**EXTRAIT DU DOCUMENT**

Rolling
Stones
Paradoxalement,
les Rolling Stones ne sont devenus "le plus grand groupe de rock'n'roll du
monde" qu'après la mort, en 1969, de leur dandy-fondateur Brian Jones,
dont le génie fulgurant leur fera éternellement défaut par la suite. Ils
n'accéderont à ce titre - officieux - qu'à la faveur de la séparation des
Beatles, au crépuscule des années 60. Et si, depuis, il est passé par d'autres
mains - Led Zeppelin, The Clash, U2, Guns N'Roses, Nirvana
- les bons vieux Rolling Stones sont régulièrement (1978, 1981, 1995)
parvenus à reprendre leur sceptre.
Pourtant,
ils n'auraient jamais existé sans Lewis Brian Hopkin-Jones, fanatique de blues
et de rhythm'n'blues, qui se produit dès l'âge de quinze ans dans les clubs de
jazz de Cheltenham, et, père à seize ans du premier d'une série de cinq enfants
illégitimes, inventera plus encore que les Rolling Stones le style de vie qu'on
baptisera bientôt sexe, drogue et rock'n'roll. C'est la découverte d'Elmore
James, en 1961. qui le poussera vers la guitare électrique. Au Ealing Club,
il rencontre, d'abord le batteur Charles Robert Watts, puis, le 7 avril
1962, alors qu'il vient d'interpréter Dust My Broom
sous le pseudonyme d'Elmo Lewis avec la formation pionnière d'Alexis Korner et
de Cyril Davies, Mike Jagger et son ami d'enfance, Keith
Richard (qui fera rajouter un s à son nom). En juin, Mike (ce sont
les Américains qui le surnommeront Mick) quitte Blues Incorporated pour
rejoindre, avec Keith et leur partenaire Dick Taylor, la formation que
vient de monter Brian Jones avec le pianiste écossais lan Stewart.

**DONNÉES FOURNIES**
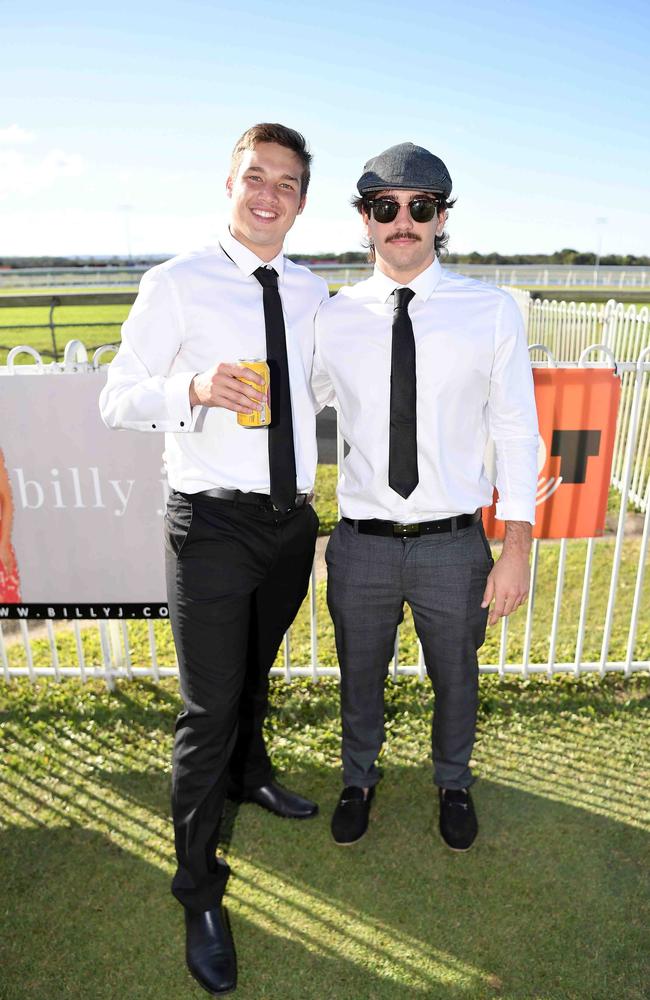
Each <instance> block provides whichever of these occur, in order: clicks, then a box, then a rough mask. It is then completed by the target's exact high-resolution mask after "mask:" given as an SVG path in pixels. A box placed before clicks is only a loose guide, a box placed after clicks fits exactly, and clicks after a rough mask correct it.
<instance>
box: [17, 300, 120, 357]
mask: <svg viewBox="0 0 650 1000" xmlns="http://www.w3.org/2000/svg"><path fill="white" fill-rule="evenodd" d="M129 309H130V306H128V305H106V306H60V307H57V309H56V310H55V321H56V344H57V351H58V354H59V360H61V357H62V355H63V349H64V347H65V345H66V344H67V343H68V341H69V340H80V341H81V342H82V343H83V344H84V345H85V347H86V348H87V349H88V353H89V355H90V356H92V351H93V350H94V349H95V348H97V347H101V346H102V344H115V343H119V341H120V326H119V325H118V326H111V325H110V324H113V323H117V324H120V325H121V324H122V323H123V322H124V320H125V319H126V317H127V316H128V314H129ZM48 322H49V309H48V308H47V306H21V307H18V308H3V309H0V364H2V365H4V364H6V359H7V354H8V352H9V351H10V350H11V348H12V347H14V346H15V345H17V344H20V345H23V344H26V345H28V346H29V347H33V348H34V349H35V350H37V351H38V352H39V354H41V356H42V357H43V360H44V361H46V362H49V361H52V360H53V350H52V336H51V333H50V330H49V328H47V327H46V328H45V329H41V330H28V329H25V328H24V327H25V325H28V326H29V325H36V324H47V323H48ZM66 323H81V324H85V323H101V324H105V325H102V326H83V325H82V326H80V327H70V326H66V325H65V324H66ZM105 360H106V361H109V360H110V355H106V358H105ZM19 363H20V364H31V363H32V361H31V358H29V357H28V356H25V357H24V358H20V359H19Z"/></svg>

**EXERCICES**
• a. Indiquez si chacune des affirmations suivantes s'accorde avec le texte sur les Rolling Stones, en répondant par oui ou par non et en citant les mots du texte qui tranchent. (i) Les Rolling Stones étaient déjà considérés comme le plus grand groupe de rock'n'roll du monde du vivant de Brian Jones. (ii) Brian Jones a fait la connaissance de Charles Robert Watts avant celle de Mike Jagger. (iii) Le surnom de Mick a été donné à Mike Jagger par les Américains.
• b. Reprenez le texte sur les Rolling Stones à la suite de sa dernière phrase.

**RÉSULTATS**
• a.
(i) Non : « les Rolling Stones ne sont devenus "le plus grand groupe de rock'n'roll du monde" qu'après la mort, en 1969, de leur dandy-fondateur Brian Jones ».
(ii) Oui : « il rencontre, d'abord le batteur Charles Robert Watts, puis, le 7 avril 1962 ».
(iii) Oui : « ce sont les Américains qui le surnommeront Mick ».

• b.
Le 12 juillet
1962, les Rollin'Stones (sic), ainsi nommés par Brian en hommage à la chanson
de Muddy Waters, dont son propre groupe calque la légendaire formation,
donnent leur premier concert au Marquee : Mike Jagger (chant), Brian Jones
(guitare solo et harmonica), Keith Richards (guitare), Dick Taylor (basse), lan
Stewart (piano) et Mick Avory, futur Kinks (batterie).
Brian,
Mick et Keith partagent alors un studio au 102 Edith Grove à Chelsea, où
ils survivent dans le dénuement le plus complet, restant des journées entières
au lit pour combattre le froid et rêvant de manger leurs draps en guise de
sandwiches. À l'automne, Dick Taylor s'en va fonder les Pretty Things, remplacé
par Bill Wyman (né William Perks le 24 octobre 1936 à Londres) ; à la
batterie, Tony Chapman reste quelque temps, avant que Charlie Watts ne
cède aux suppliques de Brian. Les nouveaux Rollin' Stones se produisent au
Flamingo le 14 janvier 1963, puis le producteur Giorgio Gomelsky (Soft
Machine, Yardbirds) leur offre une résidence au Crawdaddy de
Richmond, où ils vont forger leur légende, et s'imposer, avant même d'avoir
enregistré comme le groupe de rhythm'n'blues anglais n° 1.
Le
1er mai, ils engagent comme manager l'un des attachés de presse des Beatles,
Andrew Loog Oldham, qui écarte aussitôt lan Stewart sous des prétextes
esthétiques, et décroche avec l'aide de George Harrison un contrat chez Decca
avec l'homme qui avait refusé les Beatles, Dick Rowe. Le 7 juin paraît le
premier single. Come On, décevante reprise de Chuck
Berry, qui montera malgré tout dans les charts grâce à la réputation
scénique des Stones, qui partent en tournée à l'automne avec Bo Diddley
et les Everly Brothers, juste avant de sortir I
Wanna Be Your Man, que John Lennon et Paul MeCartney ont
écrit pour eux.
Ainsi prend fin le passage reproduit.